● **What the exercise asks**
The records below must be transcribed exactly. Do not include the pictures.

● **Stored items from a collection**
⟨
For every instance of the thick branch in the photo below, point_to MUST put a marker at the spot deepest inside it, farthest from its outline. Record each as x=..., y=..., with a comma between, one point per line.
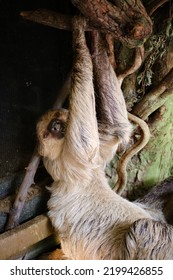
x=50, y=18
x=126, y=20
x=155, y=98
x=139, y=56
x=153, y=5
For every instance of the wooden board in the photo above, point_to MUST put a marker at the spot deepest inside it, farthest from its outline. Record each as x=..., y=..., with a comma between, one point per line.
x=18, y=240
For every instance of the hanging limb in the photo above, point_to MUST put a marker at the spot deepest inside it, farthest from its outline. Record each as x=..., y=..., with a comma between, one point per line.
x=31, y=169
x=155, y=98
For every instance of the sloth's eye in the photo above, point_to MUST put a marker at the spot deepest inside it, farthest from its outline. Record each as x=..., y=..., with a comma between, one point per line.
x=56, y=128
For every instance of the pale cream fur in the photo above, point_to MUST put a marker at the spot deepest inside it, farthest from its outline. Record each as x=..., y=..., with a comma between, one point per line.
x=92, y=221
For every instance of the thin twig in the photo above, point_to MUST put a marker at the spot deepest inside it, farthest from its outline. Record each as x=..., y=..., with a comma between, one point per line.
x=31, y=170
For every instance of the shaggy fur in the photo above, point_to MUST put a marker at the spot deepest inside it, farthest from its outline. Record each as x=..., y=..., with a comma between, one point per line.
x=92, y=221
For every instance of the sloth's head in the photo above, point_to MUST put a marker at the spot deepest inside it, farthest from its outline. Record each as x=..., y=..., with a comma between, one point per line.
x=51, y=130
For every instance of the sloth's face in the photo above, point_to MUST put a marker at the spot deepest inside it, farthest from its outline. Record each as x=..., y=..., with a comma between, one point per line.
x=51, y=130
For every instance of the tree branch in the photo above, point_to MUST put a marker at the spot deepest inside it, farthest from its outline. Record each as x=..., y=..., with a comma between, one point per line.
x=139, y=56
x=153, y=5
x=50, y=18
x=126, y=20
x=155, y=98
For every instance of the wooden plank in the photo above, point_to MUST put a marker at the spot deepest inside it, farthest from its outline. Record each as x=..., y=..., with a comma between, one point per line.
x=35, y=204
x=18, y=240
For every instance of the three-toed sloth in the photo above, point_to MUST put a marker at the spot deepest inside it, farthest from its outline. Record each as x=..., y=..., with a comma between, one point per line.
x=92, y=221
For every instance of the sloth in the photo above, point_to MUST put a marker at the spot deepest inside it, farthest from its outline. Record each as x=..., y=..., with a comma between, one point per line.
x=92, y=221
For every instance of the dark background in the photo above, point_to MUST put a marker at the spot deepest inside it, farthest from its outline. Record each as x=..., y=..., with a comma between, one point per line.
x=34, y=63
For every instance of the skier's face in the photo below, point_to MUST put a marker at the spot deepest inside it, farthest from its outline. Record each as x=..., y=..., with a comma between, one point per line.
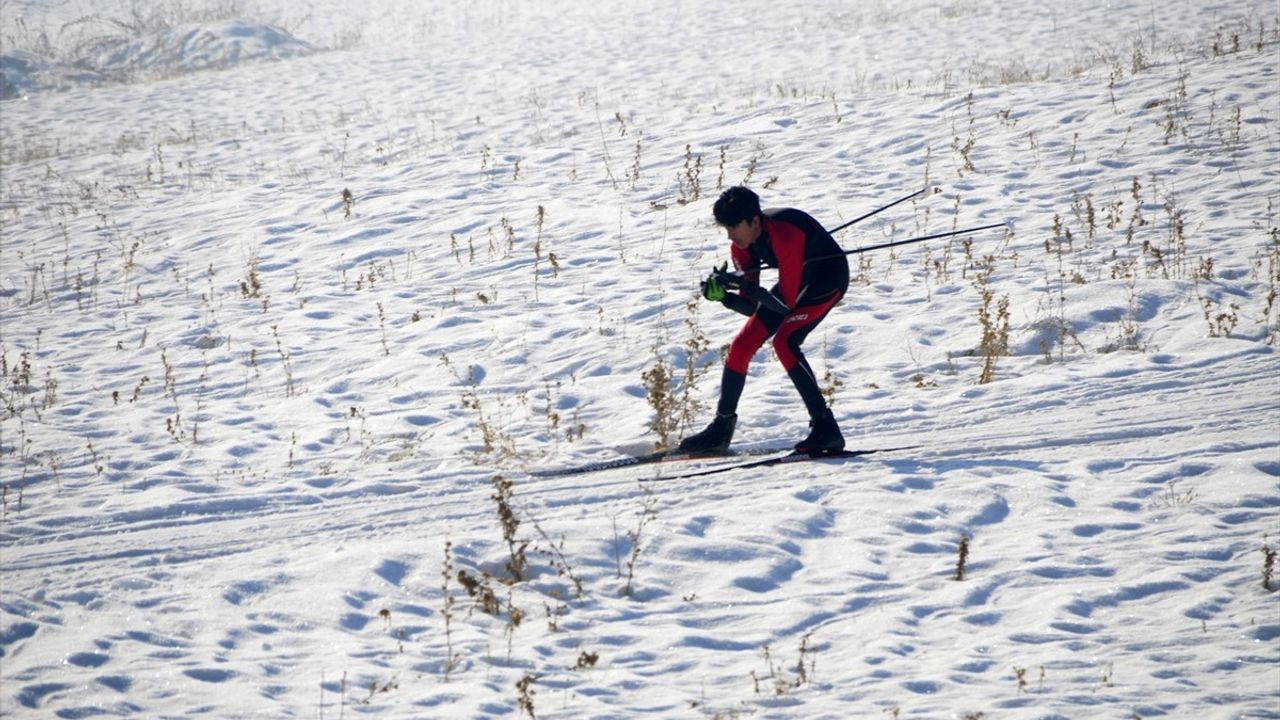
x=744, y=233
⟩
● **Worked solution**
For every instance of the thick branch in the photo below, point_to MUST put a marker at the spot deepest inside it, farthest from its outline. Record each as x=..., y=..., with a comma between, one point per line.
x=50, y=18
x=126, y=20
x=155, y=98
x=139, y=56
x=153, y=5
For every instance of the wooden board in the photo above, point_to MUST put a marker at the spot deepest inside it, farthest from its outline. Record each as x=..., y=..., with a comma between, one point per line.
x=18, y=240
For every instance of the hanging limb in the photo above, point_to MUST put a marker at the spot deepest inside it, farthest from its outline. Record each as x=..., y=..., with a comma between, one point per line.
x=31, y=169
x=155, y=98
For every instance of the sloth's eye in the photo above, point_to MUST put a marker at the spot deepest inside it, farthest from its outline. Record each as x=..., y=..., with a comma between, one point per line.
x=56, y=128
For every instance of the pale cream fur in the photo above, point_to MUST put a marker at the spot deepest inside it, farthest from its outline. Record each as x=..., y=..., with a comma between, one point per line.
x=92, y=221
For every instance of the thin twig in the photo above, point_to MUST put a marker at the spot deepest inside it, farthest from its outline. Record each as x=..., y=..., with a comma between, one point per line.
x=31, y=170
For every instance of the shaggy fur in the photo above, point_to MUST put a marker at the spot deepest inside it, farthest from its outline. Record each as x=..., y=..., with a comma between, one point per line.
x=92, y=221
For every instance of the sloth's head in the photo above, point_to MUST put a marker at the spot deepest inside it, farthest from its outline. Record each as x=..., y=..., with a comma between, one point per line.
x=51, y=130
For every instance of the sloth's face in the photo above, point_to MUST put a marker at the spot deepest inside it, farthest from its outline. Record each as x=..., y=..., with a comma between, one point per line.
x=51, y=130
For every instance of the tree branch in the photo above, point_to MUST put a marker at the spot deepest inside it, farthest from its outline. Record each as x=..., y=..., with a comma between, one point per line.
x=139, y=56
x=153, y=5
x=50, y=18
x=126, y=20
x=155, y=98
For every instance of the wooden plank in the photo above, point_to MUST put a marker at the spot deepest inside it, farthest from its outline. Record each as x=..., y=..., with a comma between, one point per line.
x=35, y=204
x=18, y=240
For every instance of the three-toed sloth in the photo above, point_to MUST put a marker at the spot deepest inside it, farthest from its outline. Record each as x=..., y=..., with a comma between, one point per line.
x=92, y=221
For every instance of the sloth in the photo above, point_to MUST put a marker at the spot deepest inside it, farthest from its outline. Record each as x=..., y=..., with a comma between, one point per line.
x=92, y=221
For every instance of the dark background in the photo above, point_to MUST put a marker at the spot deepest inside it, farthest from its outline. Record each as x=..., y=..., with a comma between, one point per line.
x=34, y=63
For every instance of the skier's face in the photo below, point_to MUST put a marker at the spot deepest inside it, farthest from its outline. Record each as x=..., y=..., with a comma between, one point per line.
x=744, y=233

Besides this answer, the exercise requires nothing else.